**Passage provided**:
****************
The author claimed that three demonstrators posed in front of her home—with her address clearly visible—and took a photo that was posted on social media last week.
“Last Friday, my family’s address was posted on Twitter by three activist actors who took pictures of themselves in front of our house,” she wrote. “I want to say a massive thank you to everybody who reported the image to Twitter Support. Your kindness and decency made all the difference to my family and me. I’d also like to thank [the Scotland police] for their support and assistance in this matter.”
“I implore those people who retweeted the image with the address still visible, even if they did so in condemnation of these people’s actions, to delete it,” she continued.
The Post Millennial reported that drag performer and self-proclaimed “trans-ally” Holly Stars posted the photo, but took it down from social media after the post received an overwhelming amount of transphobic responses in the comments.
“Yesterday we posted a picture we took at J.K. Rowling’s house,” Stars posted online. “While we stand by the photo, since posting it we have received an overwhelming amount of serious and threatening transphobic messages. ...Decided to take the photo down. Love to our trans siblings.”
****************
**Exercise instructions**:
1. Reproduce the passage about the photo taken at J.K. Rowling's house between "The author claimed" and "media last week.", inclusive.
2. According to the passage about the photo taken at J.K. Rowling's house, which drag performer posted the photo, as The Post Millennial reported?
3. Resume the passage about the photo taken at J.K. Rowling's house after its last sentence and carry it forward.
The lines after this point come from a different source.

**Data extract**:
****************
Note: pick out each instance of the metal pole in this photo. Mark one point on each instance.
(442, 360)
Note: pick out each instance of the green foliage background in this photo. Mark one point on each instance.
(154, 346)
****************
**Task-by-task answers**:
1.
The author claimed that three demonstrators posed in front of her home—with her address clearly visible—and took a photo that was posted on social media last week.

2. Holly Stars

3.
Rowling has repeatedly been accused of transphobia in recent years. In December 2019, she pledged her support for Maya Forstater, who lost her job in the U.K. after declaring “men cannot change into women” and “it is unfair and unsafe for trans women to compete in women’s sport.”
“Dress however you please. Call yourself whatever you like. Sleep with any consenting adult who’ll have you. Live your best life in peace and security. But force women out of their jobs for stating that sex is real?” Rowling tweeted at the time, with the hashtag “IStandWithMaya.”
Her comments didn’t go over well, as many ardent Harry Potter fans labeled her as a trans-exclusionary-radical feminist, or TERF.
She’s only defended her stance since then. In a lengthy June 2020 essay that was widely maligned, Rowling insisted “trans people need and deserve protection,” but then went on to share her “concerns around single-sex spaces.”
“When you throw open the doors of bathrooms and changing rooms to any man who believes or feels he’s a woman—and, as I’ve said, gender confirmation certificates may now be granted without any need for surgery or hormones—then you open the door to any and all men who wish to come inside. That is the simple truth,” she wrote.
In September 2020, Rowling released a book that featured a cisgender male serial killer who dressed up as a woman to get closer to his victims. The ham-handed correlation of cross-dressing and violence was not lost upon critics.
In her lengthy Twitter thread Monday, Rowling said she’s received death threats for her comments and insisted other women have gone through similar “campaigns of intimidation” in the past.
“None of these women are protected in the way I am. They and their families have been put into a state of fear and distress for no other reason than that they refuse to uncritically accept that the socio-political concept of gender identity should replace that of sex,” Rowling posted.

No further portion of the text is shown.